_The problem:_ Update the rows from the line containing "Pick out the trekking" through the end of the rows, inclusive, replacing "Target" with "Object" and leaving everything else unchanged. Return only those lines.

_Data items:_
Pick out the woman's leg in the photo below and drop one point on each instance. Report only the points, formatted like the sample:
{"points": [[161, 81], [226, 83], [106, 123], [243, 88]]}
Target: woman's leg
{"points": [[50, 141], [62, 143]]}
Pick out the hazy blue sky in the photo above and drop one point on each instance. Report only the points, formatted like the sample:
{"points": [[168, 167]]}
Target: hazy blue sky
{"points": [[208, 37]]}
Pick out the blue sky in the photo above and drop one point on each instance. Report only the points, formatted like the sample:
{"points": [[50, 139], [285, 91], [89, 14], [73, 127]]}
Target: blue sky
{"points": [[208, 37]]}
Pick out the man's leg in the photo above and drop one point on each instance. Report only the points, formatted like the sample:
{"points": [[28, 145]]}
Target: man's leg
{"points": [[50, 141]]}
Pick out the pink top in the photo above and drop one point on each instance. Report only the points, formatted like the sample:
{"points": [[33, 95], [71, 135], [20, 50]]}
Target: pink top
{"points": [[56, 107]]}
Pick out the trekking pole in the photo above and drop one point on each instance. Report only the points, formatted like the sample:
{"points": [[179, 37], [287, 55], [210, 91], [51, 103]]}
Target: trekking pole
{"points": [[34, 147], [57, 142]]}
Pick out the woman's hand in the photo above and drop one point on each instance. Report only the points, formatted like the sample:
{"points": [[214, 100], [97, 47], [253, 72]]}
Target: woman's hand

_Exercise result:_
Pick out the trekking pole in the photo above and drop one point on each instance. Report only the points, formatted like the sample:
{"points": [[179, 37], [287, 55], [210, 91], [51, 103]]}
Object: trekking pole
{"points": [[34, 147], [57, 142]]}
Pick out the woman's hand in the photo above and drop one point on each instance. Report only the points, formatted like the sample:
{"points": [[214, 100], [97, 47], [253, 72]]}
Object: woman's hand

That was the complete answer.